### Prompt
Below are the records; copy every line in them that holds the string "barrier".

### Records for this task
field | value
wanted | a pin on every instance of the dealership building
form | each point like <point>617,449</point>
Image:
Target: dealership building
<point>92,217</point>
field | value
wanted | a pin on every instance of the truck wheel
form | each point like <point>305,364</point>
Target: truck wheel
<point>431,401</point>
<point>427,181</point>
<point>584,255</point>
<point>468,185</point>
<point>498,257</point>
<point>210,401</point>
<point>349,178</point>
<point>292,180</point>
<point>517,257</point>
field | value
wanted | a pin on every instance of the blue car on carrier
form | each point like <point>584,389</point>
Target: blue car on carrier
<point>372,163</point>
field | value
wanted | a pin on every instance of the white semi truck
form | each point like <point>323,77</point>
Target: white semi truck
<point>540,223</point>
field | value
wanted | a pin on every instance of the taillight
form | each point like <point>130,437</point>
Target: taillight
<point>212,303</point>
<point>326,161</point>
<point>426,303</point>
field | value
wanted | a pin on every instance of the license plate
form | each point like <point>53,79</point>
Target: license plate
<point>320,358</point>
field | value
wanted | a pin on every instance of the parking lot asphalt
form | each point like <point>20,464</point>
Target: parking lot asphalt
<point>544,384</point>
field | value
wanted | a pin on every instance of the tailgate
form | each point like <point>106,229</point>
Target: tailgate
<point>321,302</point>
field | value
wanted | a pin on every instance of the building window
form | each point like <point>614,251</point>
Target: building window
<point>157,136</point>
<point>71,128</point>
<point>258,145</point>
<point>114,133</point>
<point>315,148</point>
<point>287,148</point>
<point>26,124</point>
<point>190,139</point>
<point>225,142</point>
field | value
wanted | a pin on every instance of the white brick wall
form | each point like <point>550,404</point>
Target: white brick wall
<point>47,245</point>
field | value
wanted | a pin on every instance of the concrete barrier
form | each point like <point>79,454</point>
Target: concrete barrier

### Response area
wanted | a pin on every instance of the concrete barrier
Target: concrete barrier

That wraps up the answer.